The data:
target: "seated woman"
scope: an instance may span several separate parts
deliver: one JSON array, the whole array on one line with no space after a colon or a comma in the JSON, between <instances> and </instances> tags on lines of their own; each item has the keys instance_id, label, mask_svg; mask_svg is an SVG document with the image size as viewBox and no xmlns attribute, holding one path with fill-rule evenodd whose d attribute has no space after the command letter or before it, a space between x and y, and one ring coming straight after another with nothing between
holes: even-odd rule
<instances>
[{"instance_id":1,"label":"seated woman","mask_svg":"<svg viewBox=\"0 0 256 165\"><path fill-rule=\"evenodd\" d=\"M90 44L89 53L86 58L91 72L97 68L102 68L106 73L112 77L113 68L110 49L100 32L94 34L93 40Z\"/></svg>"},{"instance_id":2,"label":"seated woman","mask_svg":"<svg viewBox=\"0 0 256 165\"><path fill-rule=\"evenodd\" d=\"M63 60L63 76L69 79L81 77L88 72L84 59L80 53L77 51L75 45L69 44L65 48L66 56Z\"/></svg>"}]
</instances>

Exercise description:
Convert all of the material above into a two-column CSV with the header input,output. Give each block its own row, with its text under input and its answer under output, each in one quoted field with line breaks turned into spaces.

Result below:
input,output
"target: ""seated woman"" scope: an instance may span several separate parts deliver: one JSON array, the whole array on one line with no space after a colon or a comma in the JSON, between <instances> and </instances> tags on lines of their own; each item has the keys instance_id, label, mask_svg; mask_svg is an SVG document with the image size as viewBox and no xmlns attribute, holding one path with fill-rule evenodd whose d attribute has no space after the command letter or before it, a space between x and y, and one ring coming straight after another with nothing between holes: even-odd rule","<instances> [{""instance_id"":1,""label"":""seated woman"",""mask_svg"":""<svg viewBox=\""0 0 256 165\""><path fill-rule=\""evenodd\"" d=\""M90 44L89 53L86 58L91 72L97 68L102 68L106 73L112 77L113 68L110 49L100 32L94 34L93 40Z\""/></svg>""},{""instance_id"":2,""label"":""seated woman"",""mask_svg"":""<svg viewBox=\""0 0 256 165\""><path fill-rule=\""evenodd\"" d=\""M63 60L63 76L69 79L81 77L88 72L84 59L80 53L77 51L75 45L69 44L65 48L66 56Z\""/></svg>""}] </instances>"